#### Text provided

The festival is attended by thousands of indigenous people, some of whom come from as far away as Bolivia. The Christian celebration is organized by the Brotherhood of the Lord of Quyllurit'i (Hermandad del Señor de Quyllurit'i), a lay organization that also keeps order during the festival. Preparations start on the feast of the Ascension, when the Lord of Quyllurit'i is carried in procession from its chapel at Mahuayani (es) 8 kilometers to its sanctuary at the foot of the Sinaqara mountain (alt. 5,471m).

On the first Wednesday after Pentecost, a second procession carries a statue of Our Lady of Fatima from the Sinaqqara sanctuary to an uphill grotto to prepare for the festival. Most pilgrims arrive by Trinity Sunday, when the Blessed Sacrament is taken in procession through and around the sanctuary.

The following day, the Lord of Qoyllur Rit'i is taken in procession to the grotto of the Virgin and back. Pilgrims refer to this as the greeting between the Lord and Mary, referring to the double traditional Inca feasts of Pariacaca and Oncoy mita. (See section above.) On the night of this second day, dance troupes take turns to perform in the shrine.

At dawn on the third day, ukukus grouped by moieties climb the glaciers on Qullqipunku to retrieve crosses set on top. Some ukukus traditionally spent the night on the glacier to combat spirits. They also cut and bring back blocks of the ice, which is believed to have sacred medicinal qualities. The ukukus are considered to be the only ones capable of dealing with condenados, the cursed souls said to inhabit the snowfields. According to oral traditions, ukukus from different moieties used to engage in ritual battles on the glaciers, but this practice was banned by the Catholic Church. After a mass celebrated later this day, most pilgrims leave the sanctuary. One group carries the Lord of Quyllurit'i in procession to Tayankani before taking it back to Mawallani.

The festival precedes the official feast of Corpus Christi, held the Thursday following Trinity Sunday, but it is closely associated with it.

########
#### Supplied data

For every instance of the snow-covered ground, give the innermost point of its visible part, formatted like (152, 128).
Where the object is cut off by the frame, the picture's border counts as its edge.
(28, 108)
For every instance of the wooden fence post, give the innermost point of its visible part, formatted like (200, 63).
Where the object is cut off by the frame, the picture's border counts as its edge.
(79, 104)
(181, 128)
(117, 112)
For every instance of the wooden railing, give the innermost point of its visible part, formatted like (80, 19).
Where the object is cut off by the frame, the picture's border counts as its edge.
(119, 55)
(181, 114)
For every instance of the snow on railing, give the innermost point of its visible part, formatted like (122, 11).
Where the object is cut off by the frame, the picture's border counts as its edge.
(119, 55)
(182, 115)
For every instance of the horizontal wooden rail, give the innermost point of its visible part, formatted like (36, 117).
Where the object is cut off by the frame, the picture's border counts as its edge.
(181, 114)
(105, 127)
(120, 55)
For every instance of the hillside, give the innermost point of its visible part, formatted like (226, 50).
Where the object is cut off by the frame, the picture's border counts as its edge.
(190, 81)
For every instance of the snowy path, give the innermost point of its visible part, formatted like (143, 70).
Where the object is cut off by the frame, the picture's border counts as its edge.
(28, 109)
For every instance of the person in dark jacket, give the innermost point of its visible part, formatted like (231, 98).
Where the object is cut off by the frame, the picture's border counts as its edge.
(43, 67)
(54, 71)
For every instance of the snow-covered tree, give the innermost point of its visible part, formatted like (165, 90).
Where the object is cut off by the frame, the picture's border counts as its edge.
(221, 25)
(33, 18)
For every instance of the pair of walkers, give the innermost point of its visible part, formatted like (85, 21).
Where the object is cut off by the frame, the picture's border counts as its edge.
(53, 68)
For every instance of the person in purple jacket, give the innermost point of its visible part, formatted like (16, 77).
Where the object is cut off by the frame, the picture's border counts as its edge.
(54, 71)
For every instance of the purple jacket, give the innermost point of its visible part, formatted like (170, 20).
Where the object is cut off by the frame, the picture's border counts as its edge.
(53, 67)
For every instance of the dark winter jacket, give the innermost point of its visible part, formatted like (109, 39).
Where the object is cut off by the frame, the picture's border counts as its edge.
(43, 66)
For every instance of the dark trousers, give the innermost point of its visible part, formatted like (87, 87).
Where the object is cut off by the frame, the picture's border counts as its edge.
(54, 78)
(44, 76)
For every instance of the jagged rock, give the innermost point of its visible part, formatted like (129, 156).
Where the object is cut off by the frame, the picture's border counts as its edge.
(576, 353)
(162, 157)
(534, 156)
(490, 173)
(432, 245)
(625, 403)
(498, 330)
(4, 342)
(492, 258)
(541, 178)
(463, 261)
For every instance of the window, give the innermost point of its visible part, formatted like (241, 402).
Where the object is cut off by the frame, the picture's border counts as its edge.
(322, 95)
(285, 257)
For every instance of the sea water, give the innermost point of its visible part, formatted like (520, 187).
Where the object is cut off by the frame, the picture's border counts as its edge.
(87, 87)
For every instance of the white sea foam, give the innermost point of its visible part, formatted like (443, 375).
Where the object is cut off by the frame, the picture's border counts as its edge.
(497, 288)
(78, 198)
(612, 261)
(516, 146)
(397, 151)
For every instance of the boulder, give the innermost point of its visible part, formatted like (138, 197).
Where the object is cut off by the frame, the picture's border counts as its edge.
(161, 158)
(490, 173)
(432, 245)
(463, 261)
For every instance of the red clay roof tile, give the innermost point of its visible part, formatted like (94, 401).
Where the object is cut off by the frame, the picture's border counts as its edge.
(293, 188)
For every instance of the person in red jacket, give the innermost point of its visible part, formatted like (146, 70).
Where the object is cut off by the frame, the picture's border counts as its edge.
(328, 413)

########

[Work to be completed]:
Answer these questions from the text on the Quyllurit'i festival:
(a) What organization runs the Christian celebration?
(b) What do the ukukus retrieve from the top of the glaciers on Qullqipunku at dawn on the third day?
(c) When is the official feast of Corpus Christi held?

[Written solution]:
(a) The Brotherhood of the Lord of Quyllurit'i (Hermandad del Señor de Quyllurit'i), a lay organization.
(b) Crosses.
(c) On the Thursday following Trinity Sunday.